> **PROBLEM DESCRIPTION**
Rewrite the material below as a numbered list, leaving out any blank lines.

Coordinate annotation records:
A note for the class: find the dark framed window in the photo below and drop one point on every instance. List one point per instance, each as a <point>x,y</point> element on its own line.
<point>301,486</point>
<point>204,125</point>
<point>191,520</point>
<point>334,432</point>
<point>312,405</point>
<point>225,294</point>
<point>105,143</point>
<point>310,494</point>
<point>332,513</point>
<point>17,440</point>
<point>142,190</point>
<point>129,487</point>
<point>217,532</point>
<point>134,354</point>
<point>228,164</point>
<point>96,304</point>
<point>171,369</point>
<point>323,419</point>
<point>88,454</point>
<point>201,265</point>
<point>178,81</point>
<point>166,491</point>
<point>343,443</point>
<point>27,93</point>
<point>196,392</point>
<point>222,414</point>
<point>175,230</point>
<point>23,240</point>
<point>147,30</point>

> **ANSWER FOR THIS EXERCISE**
1. A note for the class: find the dark framed window in the photo below and drop one point on every instance. List one point per instance, each as a <point>x,y</point> element on its own line.
2. <point>301,486</point>
3. <point>204,125</point>
4. <point>191,520</point>
5. <point>334,432</point>
6. <point>312,405</point>
7. <point>225,294</point>
8. <point>105,143</point>
9. <point>310,494</point>
10. <point>332,513</point>
11. <point>17,440</point>
12. <point>142,190</point>
13. <point>129,487</point>
14. <point>217,532</point>
15. <point>134,354</point>
16. <point>228,164</point>
17. <point>96,304</point>
18. <point>171,369</point>
19. <point>323,419</point>
20. <point>88,454</point>
21. <point>201,265</point>
22. <point>178,81</point>
23. <point>166,491</point>
24. <point>343,443</point>
25. <point>27,93</point>
26. <point>196,392</point>
27. <point>222,414</point>
28. <point>175,230</point>
29. <point>23,240</point>
30. <point>147,30</point>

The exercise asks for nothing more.